**Data shown**:

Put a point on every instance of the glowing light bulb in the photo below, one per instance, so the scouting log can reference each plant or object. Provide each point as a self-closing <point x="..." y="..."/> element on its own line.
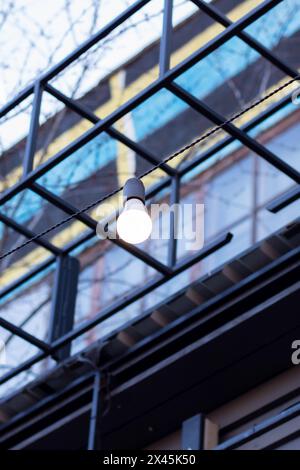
<point x="134" y="224"/>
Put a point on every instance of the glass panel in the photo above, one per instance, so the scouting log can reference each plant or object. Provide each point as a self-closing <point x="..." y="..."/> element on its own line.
<point x="279" y="31"/>
<point x="230" y="78"/>
<point x="14" y="127"/>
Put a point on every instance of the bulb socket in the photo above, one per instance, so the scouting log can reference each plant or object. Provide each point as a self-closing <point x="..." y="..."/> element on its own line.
<point x="134" y="189"/>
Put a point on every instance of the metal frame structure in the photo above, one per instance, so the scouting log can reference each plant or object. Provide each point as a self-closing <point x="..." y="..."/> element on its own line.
<point x="61" y="340"/>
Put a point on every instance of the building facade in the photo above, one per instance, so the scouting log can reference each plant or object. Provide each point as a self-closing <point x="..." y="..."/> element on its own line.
<point x="192" y="348"/>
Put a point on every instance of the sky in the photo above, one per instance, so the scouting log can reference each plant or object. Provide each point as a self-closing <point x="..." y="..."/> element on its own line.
<point x="35" y="35"/>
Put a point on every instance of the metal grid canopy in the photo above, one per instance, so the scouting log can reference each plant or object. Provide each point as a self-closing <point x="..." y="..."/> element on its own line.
<point x="59" y="347"/>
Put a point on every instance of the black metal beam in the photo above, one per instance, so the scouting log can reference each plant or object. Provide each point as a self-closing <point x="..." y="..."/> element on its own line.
<point x="94" y="424"/>
<point x="91" y="223"/>
<point x="63" y="301"/>
<point x="111" y="131"/>
<point x="138" y="99"/>
<point x="217" y="15"/>
<point x="166" y="38"/>
<point x="120" y="304"/>
<point x="235" y="131"/>
<point x="283" y="201"/>
<point x="192" y="433"/>
<point x="174" y="201"/>
<point x="26" y="232"/>
<point x="31" y="141"/>
<point x="85" y="46"/>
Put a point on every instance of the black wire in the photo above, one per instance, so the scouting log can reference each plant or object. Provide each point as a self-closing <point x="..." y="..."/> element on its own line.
<point x="163" y="162"/>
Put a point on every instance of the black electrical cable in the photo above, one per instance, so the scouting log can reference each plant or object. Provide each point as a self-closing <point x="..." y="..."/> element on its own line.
<point x="163" y="162"/>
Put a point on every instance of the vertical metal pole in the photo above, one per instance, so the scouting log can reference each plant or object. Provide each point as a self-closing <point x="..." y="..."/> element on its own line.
<point x="33" y="130"/>
<point x="165" y="44"/>
<point x="94" y="435"/>
<point x="174" y="200"/>
<point x="63" y="302"/>
<point x="192" y="433"/>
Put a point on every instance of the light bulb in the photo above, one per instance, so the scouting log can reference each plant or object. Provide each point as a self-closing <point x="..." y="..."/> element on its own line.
<point x="134" y="224"/>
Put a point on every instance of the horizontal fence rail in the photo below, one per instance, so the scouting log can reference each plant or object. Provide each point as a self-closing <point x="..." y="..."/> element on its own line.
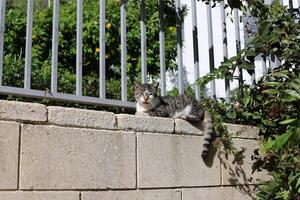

**The problem**:
Your answer must be an exact repeat of the records above, with the pictures left out.

**Expected answer**:
Put a point on every instance of the glowing light bulb in the photo below, one per instance, so the scouting log can reference each plant or object. Provide each point as a self-closing <point x="..." y="..."/> element on its own line.
<point x="134" y="224"/>
Put a point on every instance of the glass panel in the photo above, one per instance, so the scouting log can reference each plant or object. Provide each point as a self-closing <point x="..." y="..."/> element on its own line.
<point x="279" y="31"/>
<point x="230" y="78"/>
<point x="14" y="127"/>
Put a point on every instance of the bulb socket in the photo above, one per instance, so the scouting log can reference each plant or object. Provide each point as a self-closing <point x="..." y="..."/> element on its own line.
<point x="134" y="189"/>
Put a point on every instance of the metal frame structure in the photo above, one per instance, so the scouting log can reference each plant or object. Provide each point as a self-closing <point x="..." y="..."/> element on its own line.
<point x="61" y="340"/>
Put a point on every instance of the building facade in the photo above, one per instance, so the scouting log can reference each plant or object. Provide each point as a self-closing <point x="..." y="..."/> element on its own line.
<point x="192" y="348"/>
Put a point on every instance of the sky in the photo above, one per instance, so the scouting log can reference each plant or object. Provide each point as a self-closing <point x="..." y="..."/> element on its own line.
<point x="35" y="35"/>
Put a point on every instance of the metal grid canopy in the photo above, one per instance, so the scouting log can reference each plant or object. Provide each point as a self-closing <point x="..." y="..."/> element on its own line.
<point x="59" y="347"/>
Put a point on every instance of the black metal beam in the photo above, one per instance, so the scouting log can reference each plant or object. Provide each point as a self-closing <point x="..." y="..."/> element on its own line.
<point x="94" y="424"/>
<point x="91" y="223"/>
<point x="63" y="301"/>
<point x="111" y="131"/>
<point x="138" y="99"/>
<point x="217" y="15"/>
<point x="166" y="38"/>
<point x="120" y="304"/>
<point x="235" y="131"/>
<point x="283" y="201"/>
<point x="192" y="433"/>
<point x="174" y="201"/>
<point x="26" y="232"/>
<point x="31" y="141"/>
<point x="85" y="46"/>
Put a point on every instance of the black wire in the photo above, one per instance, so the scouting log can reference each plant or object. Provide each point as a self-closing <point x="..." y="..."/> element on its own line.
<point x="163" y="162"/>
Put a point on every instance of the black electrical cable in the photo above, one per instance, so the scouting log can reference each plant or object. Provide each point as a self-closing <point x="..." y="..."/> element on its own line.
<point x="163" y="162"/>
Put a point on every instance of the vertical metal pole in the photo above, one per instance, so the scouting log can reference each plant or object. Provide each point as a self-closing <point x="..." y="..."/> element on its own line.
<point x="33" y="130"/>
<point x="165" y="44"/>
<point x="94" y="435"/>
<point x="174" y="200"/>
<point x="63" y="302"/>
<point x="192" y="433"/>
Put a point on every instance of the light bulb in the photo above, one per instance, so the scouting log can reference each plant or object. Provide each point as a self-closing <point x="..." y="..."/> element on its own line.
<point x="134" y="224"/>
Put a point on every instance of the horizontal fence rail in the photo below, one per instance, so the scouting log can reference each plant or object. Provide each point as a self-closing <point x="..." y="..."/> element on its own line.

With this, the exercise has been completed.